* _EXERCISE REQUIREMENTS_
List each line of the material below that contains the word "green". Case counts.
--- Begin STORED DATA ---
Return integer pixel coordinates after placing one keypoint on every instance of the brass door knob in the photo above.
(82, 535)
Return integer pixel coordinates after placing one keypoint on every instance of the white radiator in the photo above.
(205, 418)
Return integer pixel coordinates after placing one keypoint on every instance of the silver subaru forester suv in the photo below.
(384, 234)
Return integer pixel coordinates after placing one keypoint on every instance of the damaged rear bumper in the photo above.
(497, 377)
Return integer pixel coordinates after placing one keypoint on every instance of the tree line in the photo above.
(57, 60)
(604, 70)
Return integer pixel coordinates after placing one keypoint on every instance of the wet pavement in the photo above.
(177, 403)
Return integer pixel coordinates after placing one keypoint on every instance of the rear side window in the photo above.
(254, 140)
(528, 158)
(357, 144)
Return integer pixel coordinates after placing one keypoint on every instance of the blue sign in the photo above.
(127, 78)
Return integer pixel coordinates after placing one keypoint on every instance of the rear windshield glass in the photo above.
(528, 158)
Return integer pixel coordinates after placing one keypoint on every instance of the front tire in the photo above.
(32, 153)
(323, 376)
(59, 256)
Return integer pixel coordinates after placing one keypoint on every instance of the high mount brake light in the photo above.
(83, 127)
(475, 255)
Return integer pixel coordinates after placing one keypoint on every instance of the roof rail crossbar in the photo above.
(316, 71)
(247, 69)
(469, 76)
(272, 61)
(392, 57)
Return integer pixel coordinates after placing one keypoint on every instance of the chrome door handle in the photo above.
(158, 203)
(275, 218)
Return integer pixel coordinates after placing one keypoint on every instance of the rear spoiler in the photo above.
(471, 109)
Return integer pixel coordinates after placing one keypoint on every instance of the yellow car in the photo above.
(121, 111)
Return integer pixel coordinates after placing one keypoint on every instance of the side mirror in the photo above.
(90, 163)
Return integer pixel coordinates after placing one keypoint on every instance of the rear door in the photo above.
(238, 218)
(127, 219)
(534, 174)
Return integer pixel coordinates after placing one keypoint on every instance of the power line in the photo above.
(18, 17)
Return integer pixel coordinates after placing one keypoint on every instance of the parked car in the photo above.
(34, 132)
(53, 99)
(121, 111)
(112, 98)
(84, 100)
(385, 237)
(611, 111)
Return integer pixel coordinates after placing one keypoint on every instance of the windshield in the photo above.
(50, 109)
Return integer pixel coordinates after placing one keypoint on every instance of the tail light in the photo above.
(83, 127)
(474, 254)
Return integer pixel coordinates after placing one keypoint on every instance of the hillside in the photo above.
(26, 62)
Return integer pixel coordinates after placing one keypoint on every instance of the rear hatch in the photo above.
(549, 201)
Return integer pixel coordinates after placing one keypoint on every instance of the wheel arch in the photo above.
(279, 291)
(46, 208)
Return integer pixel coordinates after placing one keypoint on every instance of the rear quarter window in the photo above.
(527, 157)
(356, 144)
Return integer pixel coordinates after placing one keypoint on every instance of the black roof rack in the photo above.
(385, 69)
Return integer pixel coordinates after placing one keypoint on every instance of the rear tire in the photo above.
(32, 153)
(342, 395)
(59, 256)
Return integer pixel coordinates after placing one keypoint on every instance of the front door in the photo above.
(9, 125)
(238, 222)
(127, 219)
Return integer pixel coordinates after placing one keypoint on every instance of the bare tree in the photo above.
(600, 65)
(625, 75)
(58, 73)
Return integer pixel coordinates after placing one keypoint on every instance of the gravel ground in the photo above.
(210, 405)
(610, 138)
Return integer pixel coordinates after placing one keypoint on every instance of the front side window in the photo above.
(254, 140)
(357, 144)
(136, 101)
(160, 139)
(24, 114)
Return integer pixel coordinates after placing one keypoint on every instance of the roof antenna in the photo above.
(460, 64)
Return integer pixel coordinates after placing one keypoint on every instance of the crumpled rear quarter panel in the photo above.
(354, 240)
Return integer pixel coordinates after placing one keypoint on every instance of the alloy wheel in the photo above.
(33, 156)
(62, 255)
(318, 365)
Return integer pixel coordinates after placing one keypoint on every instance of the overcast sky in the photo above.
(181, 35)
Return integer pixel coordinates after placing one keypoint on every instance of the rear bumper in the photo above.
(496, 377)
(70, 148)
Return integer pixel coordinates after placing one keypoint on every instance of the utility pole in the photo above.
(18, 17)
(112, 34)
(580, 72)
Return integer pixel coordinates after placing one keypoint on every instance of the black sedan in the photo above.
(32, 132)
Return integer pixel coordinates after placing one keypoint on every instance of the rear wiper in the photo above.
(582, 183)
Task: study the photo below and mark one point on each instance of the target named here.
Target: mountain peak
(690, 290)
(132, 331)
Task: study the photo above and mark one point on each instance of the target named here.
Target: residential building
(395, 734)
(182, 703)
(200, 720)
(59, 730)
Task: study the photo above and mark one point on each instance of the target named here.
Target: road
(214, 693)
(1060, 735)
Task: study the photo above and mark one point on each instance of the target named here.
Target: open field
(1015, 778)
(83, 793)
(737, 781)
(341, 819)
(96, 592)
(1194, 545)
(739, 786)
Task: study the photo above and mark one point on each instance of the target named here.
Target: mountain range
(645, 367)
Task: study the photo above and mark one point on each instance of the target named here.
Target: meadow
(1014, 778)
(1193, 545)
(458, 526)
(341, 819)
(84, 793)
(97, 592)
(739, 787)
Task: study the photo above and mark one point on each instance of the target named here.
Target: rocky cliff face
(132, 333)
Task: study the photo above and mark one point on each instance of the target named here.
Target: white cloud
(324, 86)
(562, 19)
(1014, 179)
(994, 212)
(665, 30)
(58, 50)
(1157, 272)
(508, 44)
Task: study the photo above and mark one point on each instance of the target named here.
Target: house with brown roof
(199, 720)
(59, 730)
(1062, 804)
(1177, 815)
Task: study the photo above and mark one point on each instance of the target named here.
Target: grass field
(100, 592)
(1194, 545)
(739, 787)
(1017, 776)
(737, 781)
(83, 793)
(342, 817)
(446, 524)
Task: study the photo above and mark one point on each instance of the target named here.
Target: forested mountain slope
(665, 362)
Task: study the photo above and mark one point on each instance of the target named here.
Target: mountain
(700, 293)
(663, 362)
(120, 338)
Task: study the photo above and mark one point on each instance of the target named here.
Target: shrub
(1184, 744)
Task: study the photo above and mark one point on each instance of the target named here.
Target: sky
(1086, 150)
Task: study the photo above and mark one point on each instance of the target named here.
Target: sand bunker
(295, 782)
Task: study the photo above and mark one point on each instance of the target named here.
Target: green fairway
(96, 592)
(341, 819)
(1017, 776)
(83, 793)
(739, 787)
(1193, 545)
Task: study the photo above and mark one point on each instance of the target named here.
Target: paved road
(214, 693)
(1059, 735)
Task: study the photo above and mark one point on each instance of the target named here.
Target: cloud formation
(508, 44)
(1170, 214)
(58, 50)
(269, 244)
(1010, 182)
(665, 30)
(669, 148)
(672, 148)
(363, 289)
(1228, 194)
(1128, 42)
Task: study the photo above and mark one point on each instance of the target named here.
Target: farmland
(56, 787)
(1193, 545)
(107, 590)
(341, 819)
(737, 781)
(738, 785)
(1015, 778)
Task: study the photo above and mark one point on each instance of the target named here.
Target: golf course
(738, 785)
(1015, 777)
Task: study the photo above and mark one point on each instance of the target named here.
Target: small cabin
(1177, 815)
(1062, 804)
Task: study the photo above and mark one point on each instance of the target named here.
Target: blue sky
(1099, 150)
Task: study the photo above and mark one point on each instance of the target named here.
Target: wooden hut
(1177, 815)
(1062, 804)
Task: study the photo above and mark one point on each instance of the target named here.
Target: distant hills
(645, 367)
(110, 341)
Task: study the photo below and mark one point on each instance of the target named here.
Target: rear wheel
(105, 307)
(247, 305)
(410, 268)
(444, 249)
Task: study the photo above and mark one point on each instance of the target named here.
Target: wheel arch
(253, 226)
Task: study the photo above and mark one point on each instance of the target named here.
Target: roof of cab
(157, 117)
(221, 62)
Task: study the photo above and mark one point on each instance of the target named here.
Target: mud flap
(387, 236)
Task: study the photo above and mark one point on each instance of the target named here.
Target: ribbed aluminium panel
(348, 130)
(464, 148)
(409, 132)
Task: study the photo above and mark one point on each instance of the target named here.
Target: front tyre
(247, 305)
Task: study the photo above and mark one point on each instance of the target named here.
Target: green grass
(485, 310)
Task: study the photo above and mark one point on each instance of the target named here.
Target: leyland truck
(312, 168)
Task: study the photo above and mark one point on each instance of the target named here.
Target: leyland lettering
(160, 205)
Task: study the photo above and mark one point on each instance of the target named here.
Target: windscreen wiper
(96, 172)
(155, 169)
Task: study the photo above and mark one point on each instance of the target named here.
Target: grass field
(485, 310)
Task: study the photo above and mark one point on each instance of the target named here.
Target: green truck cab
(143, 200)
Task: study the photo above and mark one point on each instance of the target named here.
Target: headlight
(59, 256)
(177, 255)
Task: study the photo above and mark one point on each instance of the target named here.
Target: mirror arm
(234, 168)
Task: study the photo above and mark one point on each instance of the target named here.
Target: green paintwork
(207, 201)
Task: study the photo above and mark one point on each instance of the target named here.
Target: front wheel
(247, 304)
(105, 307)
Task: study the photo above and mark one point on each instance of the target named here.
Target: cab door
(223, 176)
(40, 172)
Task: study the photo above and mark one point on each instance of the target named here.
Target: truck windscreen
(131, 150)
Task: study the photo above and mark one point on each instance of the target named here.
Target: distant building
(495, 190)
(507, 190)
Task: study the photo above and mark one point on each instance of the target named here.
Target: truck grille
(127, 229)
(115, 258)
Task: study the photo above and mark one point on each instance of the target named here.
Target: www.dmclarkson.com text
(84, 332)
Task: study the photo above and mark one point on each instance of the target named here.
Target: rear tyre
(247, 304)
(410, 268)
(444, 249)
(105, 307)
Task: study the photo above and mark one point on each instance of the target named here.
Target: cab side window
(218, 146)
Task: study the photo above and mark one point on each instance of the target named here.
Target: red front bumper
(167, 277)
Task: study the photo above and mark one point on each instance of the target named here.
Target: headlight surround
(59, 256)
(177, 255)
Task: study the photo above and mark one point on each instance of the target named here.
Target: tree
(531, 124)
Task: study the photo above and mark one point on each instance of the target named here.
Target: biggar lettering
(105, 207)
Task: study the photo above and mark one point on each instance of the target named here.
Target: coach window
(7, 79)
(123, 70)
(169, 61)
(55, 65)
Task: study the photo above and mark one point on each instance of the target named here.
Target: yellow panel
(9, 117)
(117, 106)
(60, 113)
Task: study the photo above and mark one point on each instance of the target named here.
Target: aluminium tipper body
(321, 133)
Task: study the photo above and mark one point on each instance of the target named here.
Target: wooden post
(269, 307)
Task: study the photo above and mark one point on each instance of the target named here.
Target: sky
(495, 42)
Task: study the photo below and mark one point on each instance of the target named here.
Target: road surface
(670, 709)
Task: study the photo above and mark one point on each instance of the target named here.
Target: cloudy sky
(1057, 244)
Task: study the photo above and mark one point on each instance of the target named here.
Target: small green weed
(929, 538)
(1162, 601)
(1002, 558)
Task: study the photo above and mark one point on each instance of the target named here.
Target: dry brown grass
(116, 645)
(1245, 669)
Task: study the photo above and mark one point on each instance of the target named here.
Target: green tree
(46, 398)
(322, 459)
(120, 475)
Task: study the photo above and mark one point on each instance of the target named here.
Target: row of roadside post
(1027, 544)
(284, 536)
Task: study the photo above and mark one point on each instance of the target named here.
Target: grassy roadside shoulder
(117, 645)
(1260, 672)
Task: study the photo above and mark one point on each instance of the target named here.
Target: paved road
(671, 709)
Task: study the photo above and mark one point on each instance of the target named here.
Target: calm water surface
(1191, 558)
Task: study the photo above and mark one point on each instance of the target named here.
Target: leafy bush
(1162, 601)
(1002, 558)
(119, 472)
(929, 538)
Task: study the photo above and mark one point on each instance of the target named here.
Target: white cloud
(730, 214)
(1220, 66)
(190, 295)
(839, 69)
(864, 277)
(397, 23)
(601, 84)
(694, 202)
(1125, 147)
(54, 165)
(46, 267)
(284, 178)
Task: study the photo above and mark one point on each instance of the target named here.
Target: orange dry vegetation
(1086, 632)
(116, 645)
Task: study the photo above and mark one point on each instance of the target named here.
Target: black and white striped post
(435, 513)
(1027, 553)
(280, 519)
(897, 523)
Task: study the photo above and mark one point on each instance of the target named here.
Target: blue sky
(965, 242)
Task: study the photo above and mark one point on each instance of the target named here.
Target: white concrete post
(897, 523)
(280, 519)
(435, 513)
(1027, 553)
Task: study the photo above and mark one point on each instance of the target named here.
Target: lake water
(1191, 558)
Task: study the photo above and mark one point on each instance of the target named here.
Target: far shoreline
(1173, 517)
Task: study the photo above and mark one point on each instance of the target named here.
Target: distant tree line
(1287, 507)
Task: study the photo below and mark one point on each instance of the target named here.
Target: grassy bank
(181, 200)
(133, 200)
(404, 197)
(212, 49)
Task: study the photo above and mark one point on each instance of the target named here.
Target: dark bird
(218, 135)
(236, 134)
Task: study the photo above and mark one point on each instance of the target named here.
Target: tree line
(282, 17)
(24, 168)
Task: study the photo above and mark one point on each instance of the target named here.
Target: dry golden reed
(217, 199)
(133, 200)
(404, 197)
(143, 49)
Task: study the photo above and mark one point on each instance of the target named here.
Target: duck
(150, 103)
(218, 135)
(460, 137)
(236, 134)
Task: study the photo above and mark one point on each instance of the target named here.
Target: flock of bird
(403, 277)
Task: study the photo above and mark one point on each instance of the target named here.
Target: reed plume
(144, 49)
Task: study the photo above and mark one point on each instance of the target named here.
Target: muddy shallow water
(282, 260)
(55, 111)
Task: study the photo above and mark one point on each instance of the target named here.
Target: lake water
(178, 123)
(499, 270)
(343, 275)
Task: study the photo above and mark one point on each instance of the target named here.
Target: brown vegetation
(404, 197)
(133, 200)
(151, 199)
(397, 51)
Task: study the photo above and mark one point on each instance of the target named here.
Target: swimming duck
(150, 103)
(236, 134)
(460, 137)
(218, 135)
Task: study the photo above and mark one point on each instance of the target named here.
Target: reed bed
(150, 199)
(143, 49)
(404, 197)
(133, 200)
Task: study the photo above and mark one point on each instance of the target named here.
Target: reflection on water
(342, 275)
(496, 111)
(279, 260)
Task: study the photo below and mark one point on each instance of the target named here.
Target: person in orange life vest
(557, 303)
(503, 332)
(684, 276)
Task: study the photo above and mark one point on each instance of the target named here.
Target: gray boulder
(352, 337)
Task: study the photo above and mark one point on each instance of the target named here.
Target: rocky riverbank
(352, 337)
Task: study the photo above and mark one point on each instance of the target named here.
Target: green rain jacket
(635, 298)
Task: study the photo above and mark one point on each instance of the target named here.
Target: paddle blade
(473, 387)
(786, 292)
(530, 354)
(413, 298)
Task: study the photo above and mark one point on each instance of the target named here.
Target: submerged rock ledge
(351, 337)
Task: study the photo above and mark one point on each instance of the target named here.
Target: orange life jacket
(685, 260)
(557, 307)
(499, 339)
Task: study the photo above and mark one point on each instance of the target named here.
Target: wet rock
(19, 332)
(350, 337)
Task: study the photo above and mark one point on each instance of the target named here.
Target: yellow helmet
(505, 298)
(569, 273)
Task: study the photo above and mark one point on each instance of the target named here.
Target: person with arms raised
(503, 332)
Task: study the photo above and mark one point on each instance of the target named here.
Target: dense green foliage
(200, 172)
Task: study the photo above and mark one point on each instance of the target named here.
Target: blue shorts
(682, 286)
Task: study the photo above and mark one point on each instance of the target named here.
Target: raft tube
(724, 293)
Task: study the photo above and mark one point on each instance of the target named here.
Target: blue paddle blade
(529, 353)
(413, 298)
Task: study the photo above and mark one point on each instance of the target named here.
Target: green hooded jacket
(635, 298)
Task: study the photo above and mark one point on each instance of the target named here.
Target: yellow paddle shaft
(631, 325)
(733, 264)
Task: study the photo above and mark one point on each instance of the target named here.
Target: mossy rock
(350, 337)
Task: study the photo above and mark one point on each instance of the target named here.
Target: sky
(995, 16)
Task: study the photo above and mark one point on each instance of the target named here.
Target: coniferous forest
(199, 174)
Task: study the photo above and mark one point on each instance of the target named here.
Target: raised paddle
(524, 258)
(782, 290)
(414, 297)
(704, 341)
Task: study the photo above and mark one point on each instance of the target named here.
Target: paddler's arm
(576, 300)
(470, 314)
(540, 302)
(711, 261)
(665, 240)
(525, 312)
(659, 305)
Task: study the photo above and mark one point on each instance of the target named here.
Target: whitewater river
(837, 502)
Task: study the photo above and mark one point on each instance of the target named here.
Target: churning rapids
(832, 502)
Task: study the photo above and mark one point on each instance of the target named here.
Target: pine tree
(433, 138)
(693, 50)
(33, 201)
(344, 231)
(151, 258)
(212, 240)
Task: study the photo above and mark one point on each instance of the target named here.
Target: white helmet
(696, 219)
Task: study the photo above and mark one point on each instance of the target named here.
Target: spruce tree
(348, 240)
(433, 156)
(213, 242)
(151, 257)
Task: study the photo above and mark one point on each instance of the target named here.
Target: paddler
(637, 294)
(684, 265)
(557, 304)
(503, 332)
--- End STORED DATA ---
* _FINISHED TASK_
Target: green fairway
Target: green grass
Target: green truck cab
Target: green paintwork
Target: small green weed
Target: green tree
Target: green rain jacket
Target: dense green foliage
Target: green hooded jacket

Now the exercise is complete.